**Questions on the material**.
1. In the passage about the SSC, copy the text word for word, beginning at "One of Judge’s" and stopping after "American space probes.".
2. According to the passage about the SSC, in what year did Judge found the center?
3. Continue the passage about the SSC from its last sentence.

**Passage provided**.
________________________
One of Judge’s greatest legacies is the SSC, which he founded in 1978 to create new and multidisciplinary research opportunities for scientists and students and to help recruit top scientists. He served as director of the center from its inception until his retirement in May 2013.
The SSC conducts deep space and research rocket flight experiments to investigate planetary atmospheres, the interplanetary medium — the material that fills the solar system — as well as the sun through remote-sensing optical techniques. Judge designed a number of unique instruments used for space flight missions funded by NASA, intended to observe the sun and monitor its extreme ultraviolet radiation levels. The instruments were on board the Pioneer 10 and 11 American space probes.
“Since Darrell’s science is about everything solar, from the surface outward, and mine is about the deep solar interior, I teasingly called him a ‘solar dermatologist,’ ” Däppen said. “I fondly recall how this remark made him laugh each time. Most importantly, though, I remember Darrell as far more than an excellent scientist. He always struck me to be a tremendous human being, which was manifested not the least by a never-faltering commitment for the people he was responsible for.”
________________________
**Source information**.
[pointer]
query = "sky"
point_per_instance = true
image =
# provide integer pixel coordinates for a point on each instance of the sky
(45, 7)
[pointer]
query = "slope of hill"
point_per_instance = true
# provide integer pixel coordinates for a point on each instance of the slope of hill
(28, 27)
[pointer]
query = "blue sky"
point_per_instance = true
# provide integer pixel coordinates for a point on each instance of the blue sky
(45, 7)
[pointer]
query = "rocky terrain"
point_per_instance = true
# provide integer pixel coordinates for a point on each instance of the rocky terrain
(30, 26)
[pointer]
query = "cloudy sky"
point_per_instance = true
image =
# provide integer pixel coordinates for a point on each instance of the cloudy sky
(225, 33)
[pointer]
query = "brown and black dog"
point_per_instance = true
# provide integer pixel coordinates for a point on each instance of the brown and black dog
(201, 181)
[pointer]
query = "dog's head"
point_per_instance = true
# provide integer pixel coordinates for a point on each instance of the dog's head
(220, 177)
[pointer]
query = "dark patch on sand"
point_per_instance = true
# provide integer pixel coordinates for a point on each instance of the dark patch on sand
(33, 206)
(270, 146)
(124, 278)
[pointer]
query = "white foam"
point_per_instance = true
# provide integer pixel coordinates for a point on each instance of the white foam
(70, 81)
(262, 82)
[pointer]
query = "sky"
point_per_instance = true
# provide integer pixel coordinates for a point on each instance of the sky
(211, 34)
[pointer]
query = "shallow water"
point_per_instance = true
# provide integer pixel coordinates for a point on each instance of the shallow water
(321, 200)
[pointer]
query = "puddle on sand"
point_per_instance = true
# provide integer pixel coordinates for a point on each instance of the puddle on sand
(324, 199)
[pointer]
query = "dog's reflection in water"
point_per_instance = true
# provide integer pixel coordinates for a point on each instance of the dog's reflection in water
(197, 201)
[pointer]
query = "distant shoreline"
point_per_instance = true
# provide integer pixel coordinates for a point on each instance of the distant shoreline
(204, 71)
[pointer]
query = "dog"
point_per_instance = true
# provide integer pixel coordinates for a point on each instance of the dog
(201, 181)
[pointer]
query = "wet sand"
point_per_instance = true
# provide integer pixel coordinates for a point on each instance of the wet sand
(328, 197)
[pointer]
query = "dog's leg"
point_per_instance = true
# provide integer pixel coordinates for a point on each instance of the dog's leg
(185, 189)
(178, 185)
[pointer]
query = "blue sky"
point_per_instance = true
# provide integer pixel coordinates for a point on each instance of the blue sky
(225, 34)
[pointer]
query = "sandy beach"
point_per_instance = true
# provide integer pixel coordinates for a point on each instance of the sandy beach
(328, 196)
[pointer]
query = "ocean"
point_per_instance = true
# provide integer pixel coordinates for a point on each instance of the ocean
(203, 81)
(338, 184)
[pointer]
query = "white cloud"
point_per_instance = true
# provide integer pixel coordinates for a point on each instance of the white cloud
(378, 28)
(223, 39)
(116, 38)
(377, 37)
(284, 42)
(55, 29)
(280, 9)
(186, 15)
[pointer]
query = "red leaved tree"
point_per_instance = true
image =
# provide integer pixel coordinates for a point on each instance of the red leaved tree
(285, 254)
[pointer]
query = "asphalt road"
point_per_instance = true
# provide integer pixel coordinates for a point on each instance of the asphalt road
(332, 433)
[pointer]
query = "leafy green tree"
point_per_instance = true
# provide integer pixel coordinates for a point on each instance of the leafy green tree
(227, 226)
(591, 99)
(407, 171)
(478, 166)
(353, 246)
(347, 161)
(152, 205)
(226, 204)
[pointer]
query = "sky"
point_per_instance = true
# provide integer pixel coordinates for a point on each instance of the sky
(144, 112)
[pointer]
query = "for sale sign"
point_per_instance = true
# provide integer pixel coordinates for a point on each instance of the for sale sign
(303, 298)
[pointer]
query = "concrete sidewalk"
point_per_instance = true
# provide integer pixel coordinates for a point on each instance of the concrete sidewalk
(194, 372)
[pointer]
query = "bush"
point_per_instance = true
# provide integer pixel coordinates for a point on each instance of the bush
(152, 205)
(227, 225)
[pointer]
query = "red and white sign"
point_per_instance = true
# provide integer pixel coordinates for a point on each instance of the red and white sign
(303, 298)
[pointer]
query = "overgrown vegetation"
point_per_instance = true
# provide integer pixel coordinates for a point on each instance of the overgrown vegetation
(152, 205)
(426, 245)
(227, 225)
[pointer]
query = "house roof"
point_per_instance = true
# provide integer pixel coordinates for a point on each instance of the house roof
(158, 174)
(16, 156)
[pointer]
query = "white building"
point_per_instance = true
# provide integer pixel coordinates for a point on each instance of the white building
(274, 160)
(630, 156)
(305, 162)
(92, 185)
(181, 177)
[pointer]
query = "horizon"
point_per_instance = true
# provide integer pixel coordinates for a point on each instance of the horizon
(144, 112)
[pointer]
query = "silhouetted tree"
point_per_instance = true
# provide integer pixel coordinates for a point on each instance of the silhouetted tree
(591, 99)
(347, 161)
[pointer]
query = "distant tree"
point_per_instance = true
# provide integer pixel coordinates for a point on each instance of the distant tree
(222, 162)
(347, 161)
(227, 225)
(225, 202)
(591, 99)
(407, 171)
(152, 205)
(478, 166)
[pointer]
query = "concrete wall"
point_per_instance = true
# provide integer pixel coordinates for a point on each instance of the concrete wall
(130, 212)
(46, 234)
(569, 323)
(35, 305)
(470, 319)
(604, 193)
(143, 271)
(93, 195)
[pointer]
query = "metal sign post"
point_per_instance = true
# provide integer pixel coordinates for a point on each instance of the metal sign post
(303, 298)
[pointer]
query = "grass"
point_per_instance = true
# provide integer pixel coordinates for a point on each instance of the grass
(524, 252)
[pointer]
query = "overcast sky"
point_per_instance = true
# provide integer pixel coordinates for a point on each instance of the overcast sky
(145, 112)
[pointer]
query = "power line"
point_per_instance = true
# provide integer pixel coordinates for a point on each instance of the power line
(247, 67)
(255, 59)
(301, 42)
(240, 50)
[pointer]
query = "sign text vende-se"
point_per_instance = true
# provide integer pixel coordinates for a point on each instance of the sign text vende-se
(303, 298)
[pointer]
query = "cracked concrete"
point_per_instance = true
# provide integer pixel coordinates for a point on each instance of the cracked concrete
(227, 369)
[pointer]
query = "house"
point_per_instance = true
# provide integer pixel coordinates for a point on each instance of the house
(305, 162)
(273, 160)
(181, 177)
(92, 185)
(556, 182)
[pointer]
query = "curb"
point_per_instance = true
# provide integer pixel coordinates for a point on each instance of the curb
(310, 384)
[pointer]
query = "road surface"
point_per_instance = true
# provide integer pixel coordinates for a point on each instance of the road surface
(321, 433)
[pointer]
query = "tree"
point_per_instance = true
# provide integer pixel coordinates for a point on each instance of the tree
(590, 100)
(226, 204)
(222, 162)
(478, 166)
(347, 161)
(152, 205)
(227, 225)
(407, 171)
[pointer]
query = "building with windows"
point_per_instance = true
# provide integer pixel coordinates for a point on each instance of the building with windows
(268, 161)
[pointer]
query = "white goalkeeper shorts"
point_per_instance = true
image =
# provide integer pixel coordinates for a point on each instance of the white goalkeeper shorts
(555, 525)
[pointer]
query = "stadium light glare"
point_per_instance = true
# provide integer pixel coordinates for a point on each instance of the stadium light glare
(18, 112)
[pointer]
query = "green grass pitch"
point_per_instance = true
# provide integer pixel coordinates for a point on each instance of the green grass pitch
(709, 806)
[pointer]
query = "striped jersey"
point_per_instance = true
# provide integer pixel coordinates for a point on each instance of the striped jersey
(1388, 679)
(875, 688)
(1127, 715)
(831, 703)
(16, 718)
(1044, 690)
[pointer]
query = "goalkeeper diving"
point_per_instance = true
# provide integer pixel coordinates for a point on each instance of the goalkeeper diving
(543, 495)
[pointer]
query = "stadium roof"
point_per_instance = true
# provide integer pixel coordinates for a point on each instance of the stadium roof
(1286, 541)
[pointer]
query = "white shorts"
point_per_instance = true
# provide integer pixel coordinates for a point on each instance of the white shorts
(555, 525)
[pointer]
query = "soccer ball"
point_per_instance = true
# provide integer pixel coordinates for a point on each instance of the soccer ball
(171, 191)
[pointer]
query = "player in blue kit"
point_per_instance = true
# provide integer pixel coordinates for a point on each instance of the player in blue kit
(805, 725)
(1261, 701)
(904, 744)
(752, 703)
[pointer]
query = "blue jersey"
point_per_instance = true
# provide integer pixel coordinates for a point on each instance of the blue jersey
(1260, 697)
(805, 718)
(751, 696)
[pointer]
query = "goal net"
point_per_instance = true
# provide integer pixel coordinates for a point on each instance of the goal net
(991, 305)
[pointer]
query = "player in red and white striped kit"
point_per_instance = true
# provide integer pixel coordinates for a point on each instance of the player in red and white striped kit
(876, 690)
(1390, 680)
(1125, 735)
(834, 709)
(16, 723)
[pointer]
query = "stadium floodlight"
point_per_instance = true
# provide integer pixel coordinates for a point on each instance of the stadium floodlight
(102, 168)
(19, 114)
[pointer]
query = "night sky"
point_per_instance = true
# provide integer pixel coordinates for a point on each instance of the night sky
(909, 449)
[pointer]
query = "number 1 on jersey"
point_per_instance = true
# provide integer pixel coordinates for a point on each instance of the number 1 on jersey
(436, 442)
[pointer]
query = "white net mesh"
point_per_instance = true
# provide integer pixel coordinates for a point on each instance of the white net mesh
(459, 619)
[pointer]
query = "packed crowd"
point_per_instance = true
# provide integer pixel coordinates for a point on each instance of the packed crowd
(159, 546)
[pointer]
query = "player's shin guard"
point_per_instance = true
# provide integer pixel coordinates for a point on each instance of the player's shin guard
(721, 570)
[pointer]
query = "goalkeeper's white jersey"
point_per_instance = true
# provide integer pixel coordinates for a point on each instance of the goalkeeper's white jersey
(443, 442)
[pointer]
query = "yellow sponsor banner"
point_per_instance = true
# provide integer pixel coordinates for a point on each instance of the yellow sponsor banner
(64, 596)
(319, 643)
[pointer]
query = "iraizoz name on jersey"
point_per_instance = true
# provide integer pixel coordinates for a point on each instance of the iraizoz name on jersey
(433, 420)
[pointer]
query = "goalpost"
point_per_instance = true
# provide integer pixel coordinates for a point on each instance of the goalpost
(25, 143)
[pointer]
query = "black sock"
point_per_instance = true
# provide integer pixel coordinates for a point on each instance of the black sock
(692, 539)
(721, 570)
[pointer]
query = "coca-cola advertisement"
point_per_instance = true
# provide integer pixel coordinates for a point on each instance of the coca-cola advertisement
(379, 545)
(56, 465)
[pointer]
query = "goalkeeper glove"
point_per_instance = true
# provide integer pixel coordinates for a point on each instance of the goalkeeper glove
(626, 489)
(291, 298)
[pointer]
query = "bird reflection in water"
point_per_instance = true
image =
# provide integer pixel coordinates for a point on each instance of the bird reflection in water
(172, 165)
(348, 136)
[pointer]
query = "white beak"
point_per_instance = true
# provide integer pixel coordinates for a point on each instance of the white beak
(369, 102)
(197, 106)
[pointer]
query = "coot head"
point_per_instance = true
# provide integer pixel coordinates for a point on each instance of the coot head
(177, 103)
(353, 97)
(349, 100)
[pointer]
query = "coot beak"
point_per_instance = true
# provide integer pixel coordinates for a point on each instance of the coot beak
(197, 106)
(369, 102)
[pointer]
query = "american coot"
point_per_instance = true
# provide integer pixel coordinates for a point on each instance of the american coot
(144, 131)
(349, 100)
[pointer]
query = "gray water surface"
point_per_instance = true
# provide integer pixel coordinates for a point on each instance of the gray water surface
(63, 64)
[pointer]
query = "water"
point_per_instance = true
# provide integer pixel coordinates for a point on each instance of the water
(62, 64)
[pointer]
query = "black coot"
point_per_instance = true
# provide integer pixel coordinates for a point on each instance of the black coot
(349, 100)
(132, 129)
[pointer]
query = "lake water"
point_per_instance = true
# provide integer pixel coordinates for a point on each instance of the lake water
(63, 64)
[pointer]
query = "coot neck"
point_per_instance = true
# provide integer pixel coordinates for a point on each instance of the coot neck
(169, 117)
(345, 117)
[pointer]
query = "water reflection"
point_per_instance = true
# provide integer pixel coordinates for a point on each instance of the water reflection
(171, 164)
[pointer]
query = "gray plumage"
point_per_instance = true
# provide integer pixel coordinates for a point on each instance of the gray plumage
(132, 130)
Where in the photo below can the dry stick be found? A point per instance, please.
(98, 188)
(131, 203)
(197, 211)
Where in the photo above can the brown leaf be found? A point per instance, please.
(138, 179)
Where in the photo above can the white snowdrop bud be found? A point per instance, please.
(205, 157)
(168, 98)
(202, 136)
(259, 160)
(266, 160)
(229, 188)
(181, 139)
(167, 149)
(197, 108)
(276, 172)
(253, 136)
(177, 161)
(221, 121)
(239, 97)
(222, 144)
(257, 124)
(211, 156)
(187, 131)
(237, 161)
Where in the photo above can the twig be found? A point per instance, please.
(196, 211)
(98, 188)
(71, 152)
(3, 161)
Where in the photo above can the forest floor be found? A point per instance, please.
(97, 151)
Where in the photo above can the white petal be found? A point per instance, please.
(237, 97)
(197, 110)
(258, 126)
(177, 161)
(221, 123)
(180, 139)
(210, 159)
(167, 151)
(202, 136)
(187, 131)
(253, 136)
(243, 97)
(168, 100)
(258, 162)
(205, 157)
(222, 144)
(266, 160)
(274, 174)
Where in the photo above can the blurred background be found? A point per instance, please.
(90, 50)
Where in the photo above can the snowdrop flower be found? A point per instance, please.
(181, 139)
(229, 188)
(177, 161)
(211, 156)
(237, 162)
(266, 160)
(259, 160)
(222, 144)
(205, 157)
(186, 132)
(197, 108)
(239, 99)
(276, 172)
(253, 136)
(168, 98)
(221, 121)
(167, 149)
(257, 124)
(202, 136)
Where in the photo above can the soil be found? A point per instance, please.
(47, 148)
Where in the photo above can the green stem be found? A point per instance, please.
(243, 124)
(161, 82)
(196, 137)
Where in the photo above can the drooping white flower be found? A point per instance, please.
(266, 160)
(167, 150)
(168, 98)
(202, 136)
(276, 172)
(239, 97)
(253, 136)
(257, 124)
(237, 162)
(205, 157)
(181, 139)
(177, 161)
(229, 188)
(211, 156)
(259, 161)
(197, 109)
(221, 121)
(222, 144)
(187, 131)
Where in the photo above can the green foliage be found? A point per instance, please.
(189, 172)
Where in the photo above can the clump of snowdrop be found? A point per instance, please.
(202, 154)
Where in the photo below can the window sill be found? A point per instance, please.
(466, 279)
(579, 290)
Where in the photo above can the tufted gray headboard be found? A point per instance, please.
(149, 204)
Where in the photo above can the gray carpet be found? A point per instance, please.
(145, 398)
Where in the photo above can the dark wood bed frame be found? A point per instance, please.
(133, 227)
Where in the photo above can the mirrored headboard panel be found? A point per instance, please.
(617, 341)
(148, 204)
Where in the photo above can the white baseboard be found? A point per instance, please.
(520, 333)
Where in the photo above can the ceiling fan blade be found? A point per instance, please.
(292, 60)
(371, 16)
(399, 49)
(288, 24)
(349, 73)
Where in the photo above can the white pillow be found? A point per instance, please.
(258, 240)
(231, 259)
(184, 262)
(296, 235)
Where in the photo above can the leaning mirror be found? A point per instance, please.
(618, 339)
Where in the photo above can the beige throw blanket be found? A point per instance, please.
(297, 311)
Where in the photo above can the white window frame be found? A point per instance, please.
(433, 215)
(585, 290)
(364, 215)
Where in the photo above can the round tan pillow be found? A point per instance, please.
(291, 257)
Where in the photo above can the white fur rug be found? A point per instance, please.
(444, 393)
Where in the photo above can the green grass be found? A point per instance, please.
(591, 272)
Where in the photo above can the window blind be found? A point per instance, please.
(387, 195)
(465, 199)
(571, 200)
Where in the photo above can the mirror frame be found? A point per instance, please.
________________________
**Answers to the tasks**.
1.
One of Judge’s greatest legacies is the SSC, which he founded in 1978 to create new and multidisciplinary research opportunities for scientists and students and to help recruit top scientists. He served as director of the center from its inception until his retirement in May 2013.
The SSC conducts deep space and research rocket flight experiments to investigate planetary atmospheres, the interplanetary medium — the material that fills the solar system — as well as the sun through remote-sensing optical techniques. Judge designed a number of unique instruments used for space flight missions funded by NASA, intended to observe the sun and monitor its extreme ultraviolet radiation levels. The instruments were on board the Pioneer 10 and 11 American space probes.

2. 1978

3.
Judge was a fellow in the American Physical Society and a member of the American Geophysical Union and the American Association for the Advancement of Science. His career yielded a number of awards, including three from NASA: an Exceptional Scientific Achievement Medal, a Group Achievement Award to the Pioneer 11 Saturn Mission Team, and a Public Service Group Achievement Award to the Pioneer 10 Scientific Instrument Team. He also received the Senior Scientist Humboldt Award from Germany.
Born and bred in Illinois
Judge was born on Nov. 2, 1934 in Albion, Illinois. He grew up in a teaching family: His father, Virgil, was superintendent of Edwards County Schools and later founded LakeLand Junior College in Mattoon, Illinois, and his mother, Pauline, was a longtime elementary school teacher. He met his wife at Cape Canaveral, where both were employed at the Ramo-Woolridge Corp. (now TRW). The two were married in 1959.
Judge earned a bachelor’s degree in physics and mathematics with honors at Eastern Illinois State University before receiving a master’s in 1963 and Ph.D. in 1965 in physics at USC Dornsife.
As a boy, Judge spent summers on his grandfather’s farm in rural Illinois. Later, he rebuilt that dream for himself and his family on their 40 acres in Warner Springs and created a sprawling ranch complete with horses, tractors and a cabernet sauvignon vineyard.
“He loved restoring old tractors or hugging a horse’s neck and just being in the outdoors,” his daughter said. “He thoroughly enjoyed driving around the ranch on his golf cart with his dog on the seat next to him.”
A generous friend and colleague
Professor Mike Gruntman of the USC Viterbi School of Engineering, founder of the USC Astronautics Program, recalled that many years ago, Judge helped him to escape from the former Soviet Union and make the transition to the scientific community at USC.
“Darrell’s generosity, hospitality and friendship have touched the lives of many people, including mine,” Gruntman said. “As I started my life from scratch in the U.S., he warmly welcomed me to his group at USC and offered the hospitality of his home during my first week in Los Angeles. Darrell always encouraged me to pursue my scientific interests, which often diverged from his own.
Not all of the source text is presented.